◆ Exercise aim
List every line in the rows below that contains the string "black". Case counts, so match only that exact capitalization.

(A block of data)
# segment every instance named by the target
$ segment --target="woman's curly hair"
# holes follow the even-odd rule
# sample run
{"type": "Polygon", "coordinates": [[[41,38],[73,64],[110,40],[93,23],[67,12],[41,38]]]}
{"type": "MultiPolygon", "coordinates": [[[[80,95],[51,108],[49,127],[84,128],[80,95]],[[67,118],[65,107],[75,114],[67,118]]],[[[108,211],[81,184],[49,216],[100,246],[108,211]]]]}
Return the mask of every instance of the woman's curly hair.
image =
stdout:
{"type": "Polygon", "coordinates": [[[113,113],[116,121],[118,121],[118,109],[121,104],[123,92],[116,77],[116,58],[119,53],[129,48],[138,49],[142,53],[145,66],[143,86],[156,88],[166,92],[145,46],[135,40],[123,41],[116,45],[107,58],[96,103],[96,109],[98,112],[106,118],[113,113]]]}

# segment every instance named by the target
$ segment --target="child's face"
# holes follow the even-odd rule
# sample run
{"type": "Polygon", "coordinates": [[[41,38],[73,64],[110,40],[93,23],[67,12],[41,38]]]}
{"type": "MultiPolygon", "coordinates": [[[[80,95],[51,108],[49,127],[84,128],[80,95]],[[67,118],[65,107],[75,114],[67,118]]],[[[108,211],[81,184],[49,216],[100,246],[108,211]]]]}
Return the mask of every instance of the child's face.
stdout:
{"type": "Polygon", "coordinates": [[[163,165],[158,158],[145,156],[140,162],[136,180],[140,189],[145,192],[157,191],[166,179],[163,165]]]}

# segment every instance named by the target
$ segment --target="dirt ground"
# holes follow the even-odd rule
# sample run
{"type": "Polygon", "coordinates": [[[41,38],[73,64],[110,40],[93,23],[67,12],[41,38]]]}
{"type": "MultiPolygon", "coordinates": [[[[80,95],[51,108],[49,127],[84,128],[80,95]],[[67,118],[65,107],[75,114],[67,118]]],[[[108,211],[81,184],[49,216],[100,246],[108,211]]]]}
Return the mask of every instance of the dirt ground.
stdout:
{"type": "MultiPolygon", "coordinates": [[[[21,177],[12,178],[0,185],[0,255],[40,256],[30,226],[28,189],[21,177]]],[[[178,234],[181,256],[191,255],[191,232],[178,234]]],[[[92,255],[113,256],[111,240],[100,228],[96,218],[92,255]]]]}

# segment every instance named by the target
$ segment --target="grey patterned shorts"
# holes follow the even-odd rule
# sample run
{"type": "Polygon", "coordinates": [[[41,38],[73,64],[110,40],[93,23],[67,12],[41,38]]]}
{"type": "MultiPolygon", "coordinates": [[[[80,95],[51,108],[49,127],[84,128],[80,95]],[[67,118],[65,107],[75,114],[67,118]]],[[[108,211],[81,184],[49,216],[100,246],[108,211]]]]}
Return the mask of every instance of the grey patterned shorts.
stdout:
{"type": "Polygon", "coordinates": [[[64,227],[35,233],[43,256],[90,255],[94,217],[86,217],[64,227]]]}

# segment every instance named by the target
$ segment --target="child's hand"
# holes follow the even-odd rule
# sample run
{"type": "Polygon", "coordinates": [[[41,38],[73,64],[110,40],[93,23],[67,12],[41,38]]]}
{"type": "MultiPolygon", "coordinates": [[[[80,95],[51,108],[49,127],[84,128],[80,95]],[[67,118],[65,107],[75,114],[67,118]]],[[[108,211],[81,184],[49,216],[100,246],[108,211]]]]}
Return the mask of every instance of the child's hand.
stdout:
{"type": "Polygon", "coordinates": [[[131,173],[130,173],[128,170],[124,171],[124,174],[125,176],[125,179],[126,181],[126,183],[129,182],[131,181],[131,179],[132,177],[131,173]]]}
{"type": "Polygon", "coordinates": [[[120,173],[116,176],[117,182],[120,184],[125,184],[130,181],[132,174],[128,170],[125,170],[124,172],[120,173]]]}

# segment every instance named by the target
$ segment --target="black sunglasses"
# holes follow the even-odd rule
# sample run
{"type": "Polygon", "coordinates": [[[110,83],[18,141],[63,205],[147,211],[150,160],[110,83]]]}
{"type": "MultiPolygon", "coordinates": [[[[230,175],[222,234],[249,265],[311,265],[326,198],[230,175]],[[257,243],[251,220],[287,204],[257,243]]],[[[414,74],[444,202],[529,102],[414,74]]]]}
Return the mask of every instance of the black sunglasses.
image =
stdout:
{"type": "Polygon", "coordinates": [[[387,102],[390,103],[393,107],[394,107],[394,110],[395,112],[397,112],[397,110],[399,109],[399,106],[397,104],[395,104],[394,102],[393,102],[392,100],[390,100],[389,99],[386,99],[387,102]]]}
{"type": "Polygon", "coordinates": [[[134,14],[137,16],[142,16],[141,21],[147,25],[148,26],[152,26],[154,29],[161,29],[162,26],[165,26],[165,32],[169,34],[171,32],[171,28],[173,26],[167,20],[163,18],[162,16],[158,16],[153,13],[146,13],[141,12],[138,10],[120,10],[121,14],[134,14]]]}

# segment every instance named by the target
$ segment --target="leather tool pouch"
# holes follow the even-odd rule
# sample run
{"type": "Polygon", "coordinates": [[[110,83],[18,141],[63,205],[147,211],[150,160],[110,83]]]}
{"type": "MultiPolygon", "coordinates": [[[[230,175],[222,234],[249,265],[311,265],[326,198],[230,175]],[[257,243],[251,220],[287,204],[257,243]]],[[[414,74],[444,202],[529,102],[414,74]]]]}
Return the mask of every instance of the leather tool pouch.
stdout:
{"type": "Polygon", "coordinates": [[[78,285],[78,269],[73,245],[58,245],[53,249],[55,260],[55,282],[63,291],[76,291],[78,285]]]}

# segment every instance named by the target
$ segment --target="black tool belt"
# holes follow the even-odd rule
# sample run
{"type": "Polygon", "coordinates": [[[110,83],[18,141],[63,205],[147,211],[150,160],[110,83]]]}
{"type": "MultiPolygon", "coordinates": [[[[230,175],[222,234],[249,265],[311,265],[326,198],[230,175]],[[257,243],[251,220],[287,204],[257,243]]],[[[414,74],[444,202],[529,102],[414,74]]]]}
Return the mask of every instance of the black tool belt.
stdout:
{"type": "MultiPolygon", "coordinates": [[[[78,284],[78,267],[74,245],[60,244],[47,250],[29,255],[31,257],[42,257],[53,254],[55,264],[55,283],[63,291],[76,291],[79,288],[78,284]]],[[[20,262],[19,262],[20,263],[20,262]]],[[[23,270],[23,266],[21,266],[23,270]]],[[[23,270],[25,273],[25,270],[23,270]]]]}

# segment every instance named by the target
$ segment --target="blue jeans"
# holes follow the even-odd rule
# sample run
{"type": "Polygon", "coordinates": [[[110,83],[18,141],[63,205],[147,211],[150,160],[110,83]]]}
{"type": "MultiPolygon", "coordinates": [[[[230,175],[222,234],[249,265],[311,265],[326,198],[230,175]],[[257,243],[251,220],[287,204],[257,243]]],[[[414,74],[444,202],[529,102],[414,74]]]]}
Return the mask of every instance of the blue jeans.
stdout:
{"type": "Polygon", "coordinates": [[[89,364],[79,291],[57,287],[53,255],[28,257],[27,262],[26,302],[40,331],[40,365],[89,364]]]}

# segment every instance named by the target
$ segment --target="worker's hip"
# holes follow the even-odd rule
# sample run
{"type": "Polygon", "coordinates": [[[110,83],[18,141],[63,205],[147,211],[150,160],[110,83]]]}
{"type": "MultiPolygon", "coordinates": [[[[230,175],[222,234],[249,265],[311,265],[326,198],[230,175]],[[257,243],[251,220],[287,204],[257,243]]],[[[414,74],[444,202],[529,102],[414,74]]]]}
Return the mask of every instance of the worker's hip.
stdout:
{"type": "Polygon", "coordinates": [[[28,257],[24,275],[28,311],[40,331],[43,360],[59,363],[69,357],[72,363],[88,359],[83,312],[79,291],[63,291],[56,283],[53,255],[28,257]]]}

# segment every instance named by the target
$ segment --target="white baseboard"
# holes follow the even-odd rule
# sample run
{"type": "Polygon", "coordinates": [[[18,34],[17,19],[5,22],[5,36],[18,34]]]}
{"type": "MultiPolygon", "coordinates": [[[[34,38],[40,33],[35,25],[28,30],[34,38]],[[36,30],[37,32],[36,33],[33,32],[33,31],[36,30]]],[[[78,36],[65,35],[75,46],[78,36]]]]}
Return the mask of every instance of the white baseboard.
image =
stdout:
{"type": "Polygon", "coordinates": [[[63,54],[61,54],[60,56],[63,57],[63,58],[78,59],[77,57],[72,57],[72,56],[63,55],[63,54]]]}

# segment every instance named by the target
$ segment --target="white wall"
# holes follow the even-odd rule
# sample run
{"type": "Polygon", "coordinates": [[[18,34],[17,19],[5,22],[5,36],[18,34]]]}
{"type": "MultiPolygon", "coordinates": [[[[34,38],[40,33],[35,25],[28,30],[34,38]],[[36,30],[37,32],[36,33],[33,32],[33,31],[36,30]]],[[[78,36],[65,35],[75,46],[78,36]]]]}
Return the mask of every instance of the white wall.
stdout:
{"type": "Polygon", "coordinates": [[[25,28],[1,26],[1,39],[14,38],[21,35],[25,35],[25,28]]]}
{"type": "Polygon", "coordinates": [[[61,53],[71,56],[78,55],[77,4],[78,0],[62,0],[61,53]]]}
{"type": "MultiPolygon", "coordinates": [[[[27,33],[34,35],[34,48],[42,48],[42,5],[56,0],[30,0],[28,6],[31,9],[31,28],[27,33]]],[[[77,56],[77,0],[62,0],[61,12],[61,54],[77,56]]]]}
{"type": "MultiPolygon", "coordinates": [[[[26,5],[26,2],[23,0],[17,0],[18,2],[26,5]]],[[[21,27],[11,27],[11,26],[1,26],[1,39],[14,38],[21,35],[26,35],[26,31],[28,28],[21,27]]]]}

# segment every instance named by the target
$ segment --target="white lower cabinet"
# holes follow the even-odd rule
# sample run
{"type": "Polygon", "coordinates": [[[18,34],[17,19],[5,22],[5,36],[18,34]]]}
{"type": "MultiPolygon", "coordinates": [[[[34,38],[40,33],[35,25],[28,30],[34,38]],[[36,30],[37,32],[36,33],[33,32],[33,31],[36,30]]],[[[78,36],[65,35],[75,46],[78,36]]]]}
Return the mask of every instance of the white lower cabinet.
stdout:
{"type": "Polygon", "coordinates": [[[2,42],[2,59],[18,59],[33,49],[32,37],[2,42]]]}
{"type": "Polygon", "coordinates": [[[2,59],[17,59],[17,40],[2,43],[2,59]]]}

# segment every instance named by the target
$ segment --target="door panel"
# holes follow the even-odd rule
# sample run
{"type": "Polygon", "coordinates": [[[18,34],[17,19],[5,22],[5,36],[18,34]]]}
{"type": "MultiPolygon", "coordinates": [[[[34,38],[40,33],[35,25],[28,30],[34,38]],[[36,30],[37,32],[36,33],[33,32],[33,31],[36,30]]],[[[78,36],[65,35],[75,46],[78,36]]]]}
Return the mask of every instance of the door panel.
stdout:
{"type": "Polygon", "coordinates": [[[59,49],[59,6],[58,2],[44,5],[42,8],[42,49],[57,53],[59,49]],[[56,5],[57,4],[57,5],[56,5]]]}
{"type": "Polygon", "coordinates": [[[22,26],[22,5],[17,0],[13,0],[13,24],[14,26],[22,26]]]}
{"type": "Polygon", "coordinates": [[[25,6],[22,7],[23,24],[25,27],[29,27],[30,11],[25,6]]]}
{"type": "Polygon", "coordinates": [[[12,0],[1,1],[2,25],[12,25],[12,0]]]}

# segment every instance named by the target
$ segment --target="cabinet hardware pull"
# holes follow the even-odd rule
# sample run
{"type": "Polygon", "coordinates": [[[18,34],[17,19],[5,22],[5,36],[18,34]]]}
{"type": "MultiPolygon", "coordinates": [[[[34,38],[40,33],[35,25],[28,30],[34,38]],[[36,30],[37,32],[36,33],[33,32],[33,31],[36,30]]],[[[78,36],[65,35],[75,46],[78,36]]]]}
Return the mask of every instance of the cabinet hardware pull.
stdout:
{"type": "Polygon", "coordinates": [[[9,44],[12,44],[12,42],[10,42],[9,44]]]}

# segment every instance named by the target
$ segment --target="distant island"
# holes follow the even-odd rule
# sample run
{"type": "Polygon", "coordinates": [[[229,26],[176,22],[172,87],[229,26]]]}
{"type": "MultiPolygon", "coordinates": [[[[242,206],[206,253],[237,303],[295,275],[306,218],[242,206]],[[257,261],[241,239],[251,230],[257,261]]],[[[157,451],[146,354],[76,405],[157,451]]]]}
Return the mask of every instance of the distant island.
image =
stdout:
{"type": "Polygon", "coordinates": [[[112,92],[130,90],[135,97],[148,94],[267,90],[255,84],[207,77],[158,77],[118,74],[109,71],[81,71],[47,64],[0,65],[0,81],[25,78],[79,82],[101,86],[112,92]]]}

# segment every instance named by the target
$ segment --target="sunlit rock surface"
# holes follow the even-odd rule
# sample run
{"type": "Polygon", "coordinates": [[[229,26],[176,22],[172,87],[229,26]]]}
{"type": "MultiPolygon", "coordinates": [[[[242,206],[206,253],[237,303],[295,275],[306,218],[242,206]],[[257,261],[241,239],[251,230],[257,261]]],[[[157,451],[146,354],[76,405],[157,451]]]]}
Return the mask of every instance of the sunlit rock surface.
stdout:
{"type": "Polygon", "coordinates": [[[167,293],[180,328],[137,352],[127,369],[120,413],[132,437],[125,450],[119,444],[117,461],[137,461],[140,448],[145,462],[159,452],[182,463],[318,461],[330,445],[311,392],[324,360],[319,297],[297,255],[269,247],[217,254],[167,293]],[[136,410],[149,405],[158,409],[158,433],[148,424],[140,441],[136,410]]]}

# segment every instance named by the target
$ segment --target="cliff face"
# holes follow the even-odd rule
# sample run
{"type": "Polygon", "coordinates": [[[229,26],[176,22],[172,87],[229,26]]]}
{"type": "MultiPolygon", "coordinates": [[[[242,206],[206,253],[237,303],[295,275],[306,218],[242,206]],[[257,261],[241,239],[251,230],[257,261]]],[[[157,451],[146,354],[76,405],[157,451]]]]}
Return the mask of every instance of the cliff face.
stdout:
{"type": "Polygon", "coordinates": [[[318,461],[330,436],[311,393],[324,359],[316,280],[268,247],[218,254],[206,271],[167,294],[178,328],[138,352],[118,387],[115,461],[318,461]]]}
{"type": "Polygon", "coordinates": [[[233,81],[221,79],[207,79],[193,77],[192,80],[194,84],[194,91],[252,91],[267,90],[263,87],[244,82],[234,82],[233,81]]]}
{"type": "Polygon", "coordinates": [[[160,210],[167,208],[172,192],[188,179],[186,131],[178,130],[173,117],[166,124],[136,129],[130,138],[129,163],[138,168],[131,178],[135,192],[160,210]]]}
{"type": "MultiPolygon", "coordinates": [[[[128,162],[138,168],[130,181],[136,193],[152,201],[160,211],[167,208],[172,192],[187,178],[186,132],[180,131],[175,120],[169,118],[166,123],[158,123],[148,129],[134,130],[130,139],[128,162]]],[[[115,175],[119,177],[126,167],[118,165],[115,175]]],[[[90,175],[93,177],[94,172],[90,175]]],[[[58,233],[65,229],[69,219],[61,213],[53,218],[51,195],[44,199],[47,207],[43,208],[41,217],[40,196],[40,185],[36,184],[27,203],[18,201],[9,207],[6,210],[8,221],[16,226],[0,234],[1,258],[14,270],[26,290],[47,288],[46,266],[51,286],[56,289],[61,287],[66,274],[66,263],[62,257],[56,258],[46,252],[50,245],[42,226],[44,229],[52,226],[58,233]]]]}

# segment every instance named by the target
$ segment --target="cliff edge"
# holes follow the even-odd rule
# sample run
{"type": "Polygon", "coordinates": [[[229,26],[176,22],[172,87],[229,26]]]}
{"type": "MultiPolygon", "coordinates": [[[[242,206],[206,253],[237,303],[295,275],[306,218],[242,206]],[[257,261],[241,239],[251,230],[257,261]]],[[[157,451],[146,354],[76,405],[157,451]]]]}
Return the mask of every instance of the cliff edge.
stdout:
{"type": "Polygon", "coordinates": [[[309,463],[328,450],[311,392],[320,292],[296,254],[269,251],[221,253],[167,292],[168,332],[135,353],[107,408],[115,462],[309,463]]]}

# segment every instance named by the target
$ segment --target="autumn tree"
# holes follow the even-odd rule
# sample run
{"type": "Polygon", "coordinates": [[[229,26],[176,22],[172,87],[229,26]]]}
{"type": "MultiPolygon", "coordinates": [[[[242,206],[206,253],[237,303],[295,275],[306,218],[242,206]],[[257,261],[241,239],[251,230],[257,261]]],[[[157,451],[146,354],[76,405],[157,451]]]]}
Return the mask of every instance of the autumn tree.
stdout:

◆ Solution to this problem
$ segment --target="black sunglasses"
Return the mask of every instance of the black sunglasses.
$ segment --target="black tool belt"
Return the mask of every instance of the black tool belt.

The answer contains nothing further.